* **EXCERTO**
Perspectiva integral
A adoção de uma perspectiva integral de gênero vai além de aumentar a porcentagem de mulheres presentes nos processos de paz.
Trata-se não apenas de garantir a paridade de gênero na prevenção, na gestão e na resolução de conflitos, mas também de levar em consideração que as situações de conflitos geram impactos diferentes para as mulheres, os homens, as meninas e os meninos e de incluir as necessidades de todas e todos nas tomadas de decisão.
A abordagem de gênero também precisa ser levada para a produção de dados e estatísticas sobre as situações que ocorrem nos terrenos de conflitos, sobre as denúncias de violências contra mulheres e meninas, sobre as punições efetivas e sobre a presença das temáticas de gênero nos acordos de paz.
Alguns palestrantes ainda chamaram a atenção para que as palavras “gênero” e “mulheres” não sejam tratadas como sinônimos e que a inclusão da perspectiva de gênero nas questões de Paz e Segurança não se reduzam aos casos de violência sexual. Foi ressaltada a necessidade de as operações de paz se apropriarem do entendimento de que, além de mulheres vulneráveis, também há crianças e homens vulneráveis nas regiões de conflito.
Em consonância com este ponto de vista, ressaltou-se, ainda, a relevância de trabalhar, com os homens envolvidos nos processos de paz e com os homens habitantes de regiões de conflito, os estereótipos que relacionam a violência e a agressividade à afirmação da masculinidade.
Durante os debates, ficou claro que todos os atores possuem responsabilidades para que a perspectiva de gênero esteja, de fato, presente e consolidada nos processos de Paz e Segurança. Em linhas gerais, os participantes assinalaram alguns papeis relevantes: cabe aos Estados preparar Planos Nacionais de Ação que garantam equidade de oportunidades para mulheres e homens; ao Legislativo, a criação de uma bancada para promover discussões sobre gênero e a proteção das mulheres; ao Judiciário, a criação de juizados especiais para os casos de violência doméstica e motivadas por questões de gênero; à Defesa, o treinamento de pessoal incluindo as temáticas de gênero de maneira transversalizada; à Academia, a produção de conteúdos com abordagens de gênero; às Nações Unidas, a promoção de estudos com especialistas da área, a criação de relatórios, informes anuais do Conselho de Segurança e a promoção de debates abertos sobre o tema; à sociedade civil, a difusão de conteúdos relacionados às temáticas de gênero e a promoção de fóruns de discussão e grupos de trabalho.
Resoluções
Os documentos internacionais também foram citados por diversos palestrantes e considerados de extrema relevância para a mudança de postura de governos e países.

* **TRECHOS DA LISTAGEM**
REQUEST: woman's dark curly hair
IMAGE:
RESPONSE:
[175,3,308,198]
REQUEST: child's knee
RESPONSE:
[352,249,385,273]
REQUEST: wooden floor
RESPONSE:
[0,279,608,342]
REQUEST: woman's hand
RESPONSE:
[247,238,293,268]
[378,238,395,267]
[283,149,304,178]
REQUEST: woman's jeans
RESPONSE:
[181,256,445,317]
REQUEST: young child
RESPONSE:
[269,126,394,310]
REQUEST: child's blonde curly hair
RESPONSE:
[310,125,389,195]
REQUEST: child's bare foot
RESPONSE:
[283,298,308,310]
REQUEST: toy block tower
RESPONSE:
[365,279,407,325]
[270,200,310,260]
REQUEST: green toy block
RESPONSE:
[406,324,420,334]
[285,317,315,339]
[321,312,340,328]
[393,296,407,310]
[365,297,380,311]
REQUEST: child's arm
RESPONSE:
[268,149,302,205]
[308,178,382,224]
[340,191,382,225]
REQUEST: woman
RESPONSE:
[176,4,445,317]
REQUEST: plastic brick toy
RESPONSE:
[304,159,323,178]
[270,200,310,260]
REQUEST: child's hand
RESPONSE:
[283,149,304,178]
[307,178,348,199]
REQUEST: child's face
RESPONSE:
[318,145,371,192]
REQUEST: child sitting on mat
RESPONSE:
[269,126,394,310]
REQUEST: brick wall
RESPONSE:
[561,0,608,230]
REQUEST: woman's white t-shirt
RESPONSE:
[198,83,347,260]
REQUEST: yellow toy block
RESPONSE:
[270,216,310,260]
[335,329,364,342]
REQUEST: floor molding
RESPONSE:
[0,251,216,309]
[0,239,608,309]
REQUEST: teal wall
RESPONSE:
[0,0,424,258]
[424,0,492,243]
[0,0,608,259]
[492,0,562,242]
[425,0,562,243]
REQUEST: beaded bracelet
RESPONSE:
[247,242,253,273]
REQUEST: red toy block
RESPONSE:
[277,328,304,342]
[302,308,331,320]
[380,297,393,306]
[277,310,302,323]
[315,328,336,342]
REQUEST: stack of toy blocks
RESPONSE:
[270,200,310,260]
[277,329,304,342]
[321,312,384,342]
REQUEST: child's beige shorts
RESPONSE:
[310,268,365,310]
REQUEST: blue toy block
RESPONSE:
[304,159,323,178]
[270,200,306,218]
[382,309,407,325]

* * *

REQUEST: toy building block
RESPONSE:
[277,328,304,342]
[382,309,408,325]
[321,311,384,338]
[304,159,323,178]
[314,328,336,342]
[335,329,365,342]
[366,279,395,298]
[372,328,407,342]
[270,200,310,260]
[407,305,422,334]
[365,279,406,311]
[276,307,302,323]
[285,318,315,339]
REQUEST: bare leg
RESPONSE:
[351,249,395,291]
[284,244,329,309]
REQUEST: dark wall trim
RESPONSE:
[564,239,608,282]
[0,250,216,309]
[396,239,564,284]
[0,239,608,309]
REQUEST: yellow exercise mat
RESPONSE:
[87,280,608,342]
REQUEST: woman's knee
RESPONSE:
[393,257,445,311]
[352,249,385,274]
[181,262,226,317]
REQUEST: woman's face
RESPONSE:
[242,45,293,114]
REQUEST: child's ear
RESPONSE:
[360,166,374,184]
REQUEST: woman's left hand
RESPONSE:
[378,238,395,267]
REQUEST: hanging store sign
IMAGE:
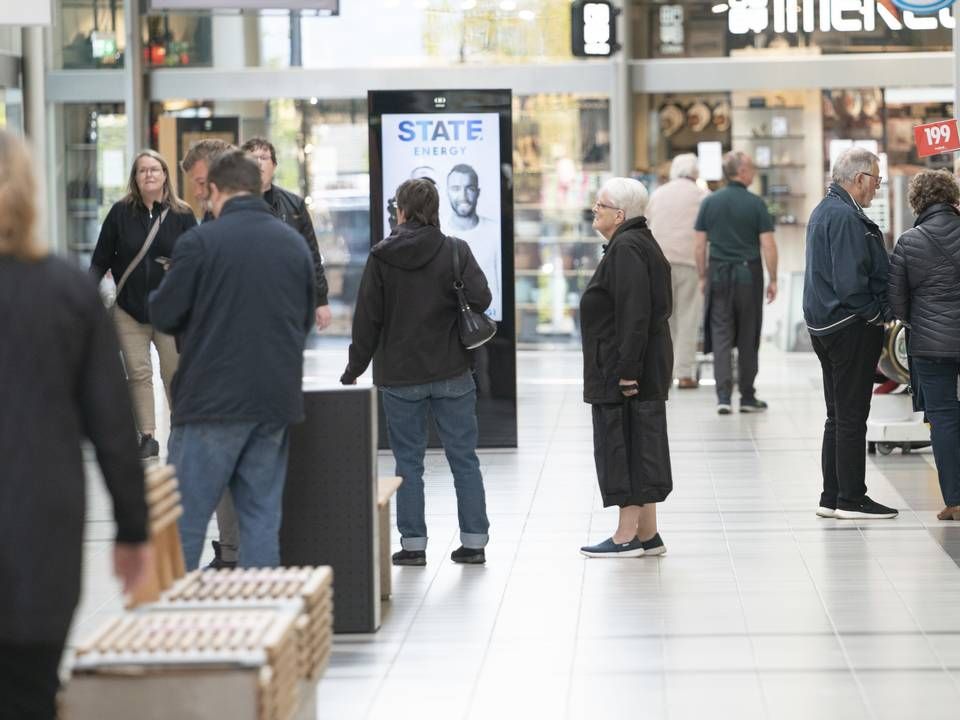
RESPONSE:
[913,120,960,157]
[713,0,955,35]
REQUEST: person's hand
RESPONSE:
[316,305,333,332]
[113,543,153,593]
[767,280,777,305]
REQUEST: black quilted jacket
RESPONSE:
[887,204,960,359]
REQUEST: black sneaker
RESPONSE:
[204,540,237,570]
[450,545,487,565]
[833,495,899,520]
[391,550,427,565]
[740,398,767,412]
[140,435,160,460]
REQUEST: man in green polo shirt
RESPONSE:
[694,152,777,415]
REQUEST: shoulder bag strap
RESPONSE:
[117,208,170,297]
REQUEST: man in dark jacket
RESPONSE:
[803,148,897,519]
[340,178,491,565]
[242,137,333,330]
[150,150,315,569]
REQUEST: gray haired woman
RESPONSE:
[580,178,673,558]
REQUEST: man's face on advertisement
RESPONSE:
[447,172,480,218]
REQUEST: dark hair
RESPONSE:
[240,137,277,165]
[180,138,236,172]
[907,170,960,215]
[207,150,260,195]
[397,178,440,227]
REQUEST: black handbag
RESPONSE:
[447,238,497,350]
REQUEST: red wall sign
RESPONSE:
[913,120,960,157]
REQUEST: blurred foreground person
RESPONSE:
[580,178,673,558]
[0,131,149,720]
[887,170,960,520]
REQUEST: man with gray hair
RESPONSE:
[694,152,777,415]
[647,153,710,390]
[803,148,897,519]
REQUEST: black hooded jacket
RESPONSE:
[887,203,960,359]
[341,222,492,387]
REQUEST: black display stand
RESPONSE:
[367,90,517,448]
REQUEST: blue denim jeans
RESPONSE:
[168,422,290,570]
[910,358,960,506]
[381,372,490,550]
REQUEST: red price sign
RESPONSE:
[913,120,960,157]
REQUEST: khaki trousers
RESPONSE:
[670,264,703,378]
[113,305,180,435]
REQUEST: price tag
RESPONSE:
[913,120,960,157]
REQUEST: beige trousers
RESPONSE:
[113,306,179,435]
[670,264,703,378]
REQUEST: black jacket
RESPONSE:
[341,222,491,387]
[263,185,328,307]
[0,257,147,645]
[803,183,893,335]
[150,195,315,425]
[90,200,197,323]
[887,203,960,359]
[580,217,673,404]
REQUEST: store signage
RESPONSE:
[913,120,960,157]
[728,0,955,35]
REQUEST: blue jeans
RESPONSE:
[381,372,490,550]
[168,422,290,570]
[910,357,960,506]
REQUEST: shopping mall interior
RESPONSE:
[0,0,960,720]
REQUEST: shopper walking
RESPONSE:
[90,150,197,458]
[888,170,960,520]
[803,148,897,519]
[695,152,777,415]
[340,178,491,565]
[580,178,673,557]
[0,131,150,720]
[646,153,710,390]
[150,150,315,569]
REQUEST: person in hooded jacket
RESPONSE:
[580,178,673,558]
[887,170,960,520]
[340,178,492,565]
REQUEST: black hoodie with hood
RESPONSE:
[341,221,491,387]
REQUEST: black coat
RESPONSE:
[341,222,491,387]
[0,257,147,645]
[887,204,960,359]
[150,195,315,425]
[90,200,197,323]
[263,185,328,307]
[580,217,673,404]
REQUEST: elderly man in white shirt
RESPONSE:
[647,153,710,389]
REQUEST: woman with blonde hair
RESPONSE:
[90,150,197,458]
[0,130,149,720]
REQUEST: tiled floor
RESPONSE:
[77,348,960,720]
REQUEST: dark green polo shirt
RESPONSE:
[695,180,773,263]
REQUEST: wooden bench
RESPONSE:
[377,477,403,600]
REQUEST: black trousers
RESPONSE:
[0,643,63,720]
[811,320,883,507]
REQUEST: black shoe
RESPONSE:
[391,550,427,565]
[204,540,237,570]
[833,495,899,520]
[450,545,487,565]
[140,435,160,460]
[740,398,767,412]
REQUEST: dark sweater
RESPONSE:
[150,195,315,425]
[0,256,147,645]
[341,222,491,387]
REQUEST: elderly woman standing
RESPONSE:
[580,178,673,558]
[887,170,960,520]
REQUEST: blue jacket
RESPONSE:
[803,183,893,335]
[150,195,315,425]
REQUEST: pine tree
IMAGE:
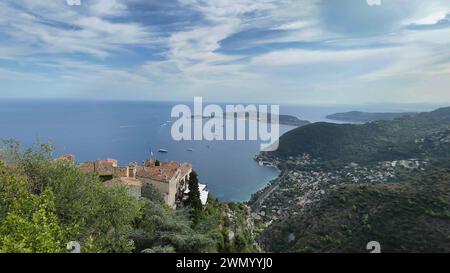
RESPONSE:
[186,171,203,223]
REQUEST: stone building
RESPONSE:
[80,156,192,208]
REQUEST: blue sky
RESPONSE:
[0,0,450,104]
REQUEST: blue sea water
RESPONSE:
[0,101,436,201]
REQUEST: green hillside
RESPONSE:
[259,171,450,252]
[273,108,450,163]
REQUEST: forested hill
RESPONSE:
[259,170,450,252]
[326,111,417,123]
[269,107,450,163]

==

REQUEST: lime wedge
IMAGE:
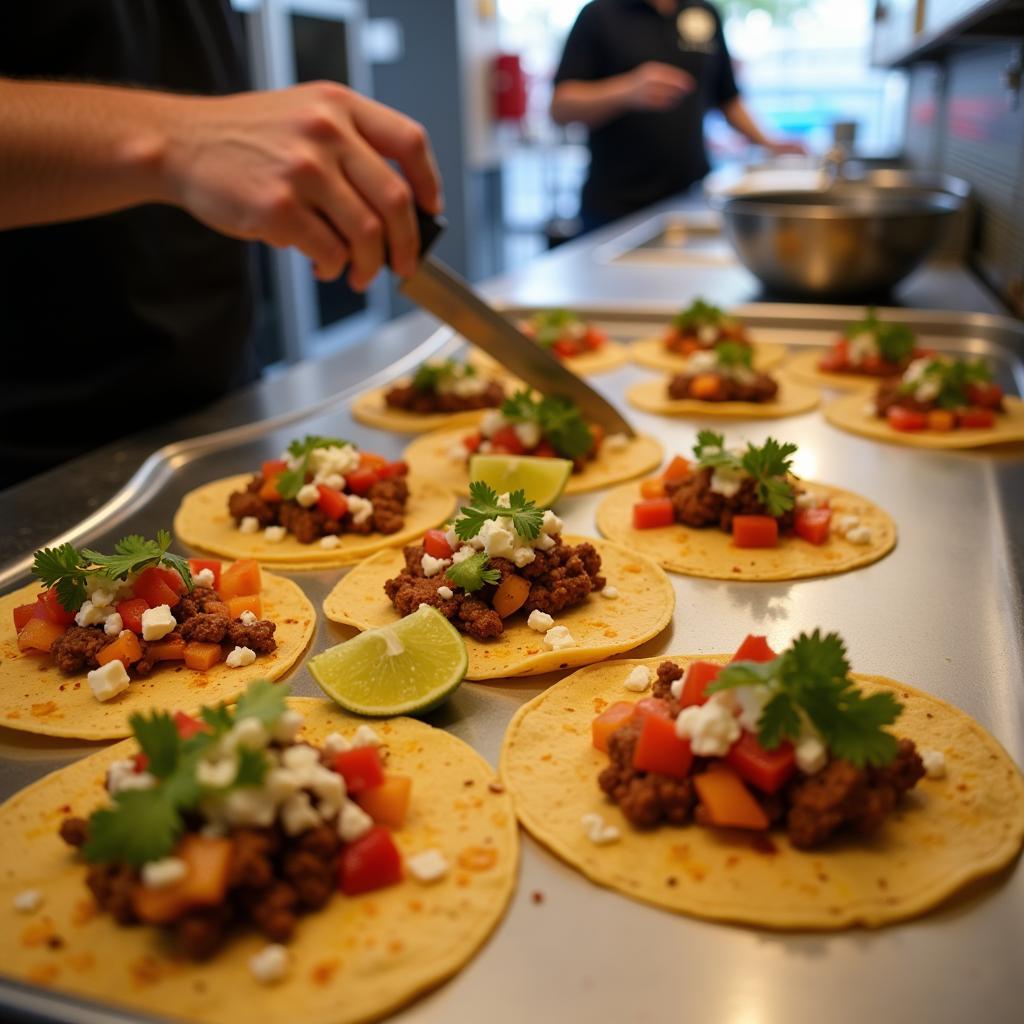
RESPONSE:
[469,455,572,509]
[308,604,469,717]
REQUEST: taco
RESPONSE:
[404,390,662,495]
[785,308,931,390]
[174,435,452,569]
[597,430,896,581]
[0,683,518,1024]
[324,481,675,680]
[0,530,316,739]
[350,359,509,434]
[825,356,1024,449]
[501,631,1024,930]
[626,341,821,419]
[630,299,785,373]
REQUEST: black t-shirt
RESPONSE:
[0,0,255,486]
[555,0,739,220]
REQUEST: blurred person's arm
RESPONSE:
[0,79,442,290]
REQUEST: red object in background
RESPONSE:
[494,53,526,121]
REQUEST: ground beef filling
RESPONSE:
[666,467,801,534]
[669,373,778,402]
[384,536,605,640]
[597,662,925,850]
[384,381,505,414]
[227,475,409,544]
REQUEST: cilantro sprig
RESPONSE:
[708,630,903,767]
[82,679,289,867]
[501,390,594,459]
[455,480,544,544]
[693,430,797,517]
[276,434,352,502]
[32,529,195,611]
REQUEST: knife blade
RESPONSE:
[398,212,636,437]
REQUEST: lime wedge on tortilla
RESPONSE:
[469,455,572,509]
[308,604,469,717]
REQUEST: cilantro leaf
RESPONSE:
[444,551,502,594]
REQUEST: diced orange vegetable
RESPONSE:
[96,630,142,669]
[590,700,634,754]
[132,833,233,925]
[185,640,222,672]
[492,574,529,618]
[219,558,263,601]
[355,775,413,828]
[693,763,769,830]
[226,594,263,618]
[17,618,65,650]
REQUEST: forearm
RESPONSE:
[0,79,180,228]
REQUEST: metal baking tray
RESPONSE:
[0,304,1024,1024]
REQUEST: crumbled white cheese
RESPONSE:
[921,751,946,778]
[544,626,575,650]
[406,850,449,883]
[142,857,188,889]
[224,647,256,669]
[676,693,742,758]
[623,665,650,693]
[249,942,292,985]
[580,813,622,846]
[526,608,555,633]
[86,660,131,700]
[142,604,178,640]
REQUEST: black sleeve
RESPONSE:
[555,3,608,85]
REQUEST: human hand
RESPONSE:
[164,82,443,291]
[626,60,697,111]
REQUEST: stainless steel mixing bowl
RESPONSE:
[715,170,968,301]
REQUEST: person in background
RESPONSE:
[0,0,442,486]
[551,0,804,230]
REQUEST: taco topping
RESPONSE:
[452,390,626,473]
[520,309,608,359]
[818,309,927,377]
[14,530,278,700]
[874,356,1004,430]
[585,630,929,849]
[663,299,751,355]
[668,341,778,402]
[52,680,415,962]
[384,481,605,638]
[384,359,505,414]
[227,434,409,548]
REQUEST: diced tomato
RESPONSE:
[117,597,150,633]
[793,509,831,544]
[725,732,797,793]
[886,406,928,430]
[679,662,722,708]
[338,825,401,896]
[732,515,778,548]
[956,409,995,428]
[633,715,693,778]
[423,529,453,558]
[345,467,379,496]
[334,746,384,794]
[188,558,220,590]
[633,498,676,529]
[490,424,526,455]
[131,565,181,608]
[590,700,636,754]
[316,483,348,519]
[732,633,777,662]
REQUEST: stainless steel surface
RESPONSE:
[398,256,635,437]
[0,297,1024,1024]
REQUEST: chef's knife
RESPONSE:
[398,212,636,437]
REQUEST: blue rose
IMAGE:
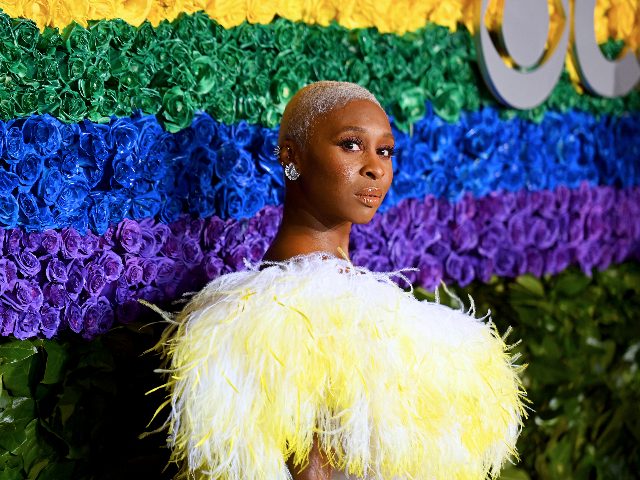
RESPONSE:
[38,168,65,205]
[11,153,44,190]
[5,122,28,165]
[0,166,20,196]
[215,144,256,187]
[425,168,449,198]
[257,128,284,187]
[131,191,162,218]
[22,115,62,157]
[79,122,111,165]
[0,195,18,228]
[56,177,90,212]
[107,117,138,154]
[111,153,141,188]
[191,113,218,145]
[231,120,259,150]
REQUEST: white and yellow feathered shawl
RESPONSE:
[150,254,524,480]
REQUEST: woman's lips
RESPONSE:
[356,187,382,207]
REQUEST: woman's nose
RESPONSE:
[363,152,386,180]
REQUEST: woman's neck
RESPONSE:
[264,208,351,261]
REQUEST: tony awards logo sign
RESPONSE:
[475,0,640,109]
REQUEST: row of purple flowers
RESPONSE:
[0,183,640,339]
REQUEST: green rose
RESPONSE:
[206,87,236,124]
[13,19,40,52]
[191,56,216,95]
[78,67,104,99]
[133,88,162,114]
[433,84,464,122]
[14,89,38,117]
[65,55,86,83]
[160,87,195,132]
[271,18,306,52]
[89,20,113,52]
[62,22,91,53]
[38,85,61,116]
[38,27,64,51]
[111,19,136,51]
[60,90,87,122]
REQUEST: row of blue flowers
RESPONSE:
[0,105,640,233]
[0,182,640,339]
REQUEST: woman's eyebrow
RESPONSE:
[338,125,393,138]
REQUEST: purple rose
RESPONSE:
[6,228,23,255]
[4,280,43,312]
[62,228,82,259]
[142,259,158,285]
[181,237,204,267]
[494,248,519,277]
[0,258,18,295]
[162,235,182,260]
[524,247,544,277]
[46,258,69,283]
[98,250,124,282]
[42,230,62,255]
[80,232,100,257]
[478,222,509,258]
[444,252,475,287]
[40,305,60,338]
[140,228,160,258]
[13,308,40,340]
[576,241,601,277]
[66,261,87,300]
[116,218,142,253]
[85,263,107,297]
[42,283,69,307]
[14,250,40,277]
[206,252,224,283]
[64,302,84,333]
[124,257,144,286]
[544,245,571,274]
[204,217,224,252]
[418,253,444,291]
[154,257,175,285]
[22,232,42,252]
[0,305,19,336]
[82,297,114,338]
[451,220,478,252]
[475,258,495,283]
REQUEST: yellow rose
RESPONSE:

* **PROBLEMAS PARA RESOLVER**
[1] No excerto sobre a perspectiva de gênero nos processos de paz, qual papel os participantes atribuíram ao Judiciário?
[2] Edite o excerto desde "Trata-se não apenas" até "tomadas de decisão.", inclusive, substituindo "paridade de gênero" por "igualdade de gênero".

* **RESPOSTAS DO EXERCÍCIO**
[1] A criação de juizados especiais para os casos de violência doméstica e motivadas por questões de gênero.

[2]
Trata-se não apenas de garantir a igualdade de gênero na prevenção, na gestão e na resolução de conflitos, mas também de levar em consideração que as situações de conflitos geram impactos diferentes para as mulheres, os homens, as meninas e os meninos e de incluir as necessidades de todas e todos nas tomadas de decisão.